MY Y2K BOOK FORCED ME HOW TO THINK LIKE A RESEARCHER
Here is where my PhD preparation comes back into the story. Given that there were so many opinions floating around about Y2K, I decided to write the book based on referenceable facts that anyone could check out for themselves.
Each chapter was on a different topic, but they all shared the same basic structure. 1) First there was an explanation of the problem. 2) Next was how the Y2K bug affected this problem area. 3) Next was how ready this particular industry was for dealing with the Y2K bug. 4) Next were my overall conclusions from having analyzed the situation. 5) Finally, I offered what readers could do to prepare themselves for the arrival of the new Millennium.
Importantly, each chapter was fully referenced to the sources that I used in preparing my analysis. In other words, I offered my analysis of accessible information so my readers could read for themselves if they chose. This was not just my opinion. It was my “informed analysis and conclusions” based on what I considered the most credible and accurate information at the time.
If you have been reading my work, this should feel familiar. This is how I write most of my work here at the “BizDoctor’s Gazebo” and usually at the “Grifter Chronicles.” I prefer to treat my readers as though they are fully capable of making up their own minds when presented with accurate information and not just sensationalize an arbitrary data point out of context which would make it “a tale, told by an idiot, full of sound and fury, signifying nothing.” (Shakespeare, Macbeth) We all get enough of that from any number of online sources that bombard us every day.
Learning how to separate opinion from fact is an dying critical thinking process that will be a topic for a future post. Opinion is not objective, verifiable fact, no matter who says it and no matter how many times they repeat it. Gravity just doesn’t care who believes in it or not. It just is - a fact.

====================

Answer these questions about the Y2K book excerpt.
1. What came last in the structure that each chapter of the book followed?
2. To what was each chapter fully referenced?
3. Which Shakespeare play does the text cite for the quotation "a tale, told by an idiot, full of sound and fury, signifying nothing"?

**Raw data**
====================

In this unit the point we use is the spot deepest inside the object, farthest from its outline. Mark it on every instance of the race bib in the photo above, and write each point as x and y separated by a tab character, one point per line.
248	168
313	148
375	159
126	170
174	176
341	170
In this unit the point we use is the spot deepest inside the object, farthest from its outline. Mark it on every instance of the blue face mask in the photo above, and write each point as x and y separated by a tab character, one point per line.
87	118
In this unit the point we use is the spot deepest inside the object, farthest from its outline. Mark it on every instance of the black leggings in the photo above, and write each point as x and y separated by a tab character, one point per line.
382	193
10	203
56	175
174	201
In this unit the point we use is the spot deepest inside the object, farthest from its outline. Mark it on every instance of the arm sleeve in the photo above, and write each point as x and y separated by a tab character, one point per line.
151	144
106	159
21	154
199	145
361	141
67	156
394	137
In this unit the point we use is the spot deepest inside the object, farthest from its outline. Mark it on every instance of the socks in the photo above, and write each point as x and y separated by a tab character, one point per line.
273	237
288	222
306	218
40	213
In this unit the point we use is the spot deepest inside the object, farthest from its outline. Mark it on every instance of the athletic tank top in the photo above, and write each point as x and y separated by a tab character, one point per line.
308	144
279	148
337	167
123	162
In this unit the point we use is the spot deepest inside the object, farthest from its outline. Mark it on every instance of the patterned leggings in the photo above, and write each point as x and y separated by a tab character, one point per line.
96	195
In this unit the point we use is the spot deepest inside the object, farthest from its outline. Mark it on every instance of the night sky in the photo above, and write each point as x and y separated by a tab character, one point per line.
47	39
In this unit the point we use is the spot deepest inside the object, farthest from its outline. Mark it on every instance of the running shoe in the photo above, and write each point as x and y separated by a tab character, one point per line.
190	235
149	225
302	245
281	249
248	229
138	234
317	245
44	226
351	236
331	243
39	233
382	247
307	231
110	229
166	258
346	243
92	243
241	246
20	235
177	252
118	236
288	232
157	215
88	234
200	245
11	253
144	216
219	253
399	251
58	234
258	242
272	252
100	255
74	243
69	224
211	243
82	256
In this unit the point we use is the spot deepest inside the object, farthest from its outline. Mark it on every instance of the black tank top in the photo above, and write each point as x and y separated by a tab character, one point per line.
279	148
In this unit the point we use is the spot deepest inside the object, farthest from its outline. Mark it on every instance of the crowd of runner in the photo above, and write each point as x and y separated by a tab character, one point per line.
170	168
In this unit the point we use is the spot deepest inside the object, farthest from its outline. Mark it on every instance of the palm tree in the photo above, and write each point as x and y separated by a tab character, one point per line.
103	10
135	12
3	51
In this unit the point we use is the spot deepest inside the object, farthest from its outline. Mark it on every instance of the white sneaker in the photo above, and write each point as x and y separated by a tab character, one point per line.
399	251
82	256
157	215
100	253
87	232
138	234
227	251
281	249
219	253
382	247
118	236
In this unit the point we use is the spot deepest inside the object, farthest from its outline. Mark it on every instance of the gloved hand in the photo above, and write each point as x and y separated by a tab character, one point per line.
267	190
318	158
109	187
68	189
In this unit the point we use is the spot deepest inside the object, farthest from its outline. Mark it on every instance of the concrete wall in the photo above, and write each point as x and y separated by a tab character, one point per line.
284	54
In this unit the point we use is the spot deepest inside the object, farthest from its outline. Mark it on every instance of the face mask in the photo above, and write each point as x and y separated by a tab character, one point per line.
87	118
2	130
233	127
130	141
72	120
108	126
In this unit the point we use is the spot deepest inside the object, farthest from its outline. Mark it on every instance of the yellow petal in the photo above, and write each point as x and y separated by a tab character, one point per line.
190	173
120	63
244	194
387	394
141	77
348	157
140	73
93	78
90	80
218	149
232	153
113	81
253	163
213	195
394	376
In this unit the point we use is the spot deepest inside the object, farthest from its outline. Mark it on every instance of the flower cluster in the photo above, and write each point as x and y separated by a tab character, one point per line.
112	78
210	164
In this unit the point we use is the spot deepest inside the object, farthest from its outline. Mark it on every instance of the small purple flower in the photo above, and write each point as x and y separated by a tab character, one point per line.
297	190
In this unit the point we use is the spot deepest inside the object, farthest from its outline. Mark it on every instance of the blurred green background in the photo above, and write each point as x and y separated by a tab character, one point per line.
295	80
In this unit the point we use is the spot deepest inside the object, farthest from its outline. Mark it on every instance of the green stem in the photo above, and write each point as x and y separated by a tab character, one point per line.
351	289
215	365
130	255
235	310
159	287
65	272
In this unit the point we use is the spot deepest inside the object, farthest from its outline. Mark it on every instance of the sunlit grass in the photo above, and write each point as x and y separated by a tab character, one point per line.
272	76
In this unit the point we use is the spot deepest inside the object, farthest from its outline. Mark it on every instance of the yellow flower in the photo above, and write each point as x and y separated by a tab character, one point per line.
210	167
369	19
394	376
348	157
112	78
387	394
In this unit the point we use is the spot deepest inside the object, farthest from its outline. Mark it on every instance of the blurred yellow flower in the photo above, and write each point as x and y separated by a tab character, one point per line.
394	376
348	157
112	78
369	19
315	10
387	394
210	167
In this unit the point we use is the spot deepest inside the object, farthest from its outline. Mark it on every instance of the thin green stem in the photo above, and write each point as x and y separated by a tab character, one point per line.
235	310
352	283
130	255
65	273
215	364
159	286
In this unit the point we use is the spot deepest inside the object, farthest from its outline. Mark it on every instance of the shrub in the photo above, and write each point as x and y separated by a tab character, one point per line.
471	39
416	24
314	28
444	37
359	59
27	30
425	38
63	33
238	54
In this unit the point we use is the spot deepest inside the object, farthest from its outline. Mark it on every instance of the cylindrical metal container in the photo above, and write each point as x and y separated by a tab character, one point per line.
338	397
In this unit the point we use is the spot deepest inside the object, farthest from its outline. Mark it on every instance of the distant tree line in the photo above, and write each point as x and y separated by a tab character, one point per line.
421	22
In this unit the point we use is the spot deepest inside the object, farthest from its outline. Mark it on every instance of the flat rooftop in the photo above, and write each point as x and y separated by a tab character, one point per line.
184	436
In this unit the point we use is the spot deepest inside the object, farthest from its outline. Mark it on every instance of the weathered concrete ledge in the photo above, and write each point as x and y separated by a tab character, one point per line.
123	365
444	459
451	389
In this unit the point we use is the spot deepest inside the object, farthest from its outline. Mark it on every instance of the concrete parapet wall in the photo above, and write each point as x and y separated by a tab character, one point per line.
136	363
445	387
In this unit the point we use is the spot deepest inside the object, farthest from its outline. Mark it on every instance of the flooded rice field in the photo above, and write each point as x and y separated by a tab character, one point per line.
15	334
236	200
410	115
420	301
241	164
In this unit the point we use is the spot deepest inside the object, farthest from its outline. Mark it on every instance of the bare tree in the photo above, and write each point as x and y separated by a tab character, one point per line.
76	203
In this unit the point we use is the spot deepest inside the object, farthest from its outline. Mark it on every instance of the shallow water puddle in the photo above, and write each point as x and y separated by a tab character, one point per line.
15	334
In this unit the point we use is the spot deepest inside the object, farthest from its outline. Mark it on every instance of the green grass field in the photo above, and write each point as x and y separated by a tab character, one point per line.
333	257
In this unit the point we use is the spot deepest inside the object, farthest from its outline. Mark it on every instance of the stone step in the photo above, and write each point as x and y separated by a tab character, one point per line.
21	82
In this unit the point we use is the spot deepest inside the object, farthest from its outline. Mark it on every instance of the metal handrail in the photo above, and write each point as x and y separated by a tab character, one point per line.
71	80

====================

**Response to the task**
1. What readers could do to prepare themselves for the arrival of the new Millennium.
2. To the sources used in preparing the analysis.
3. Macbeth.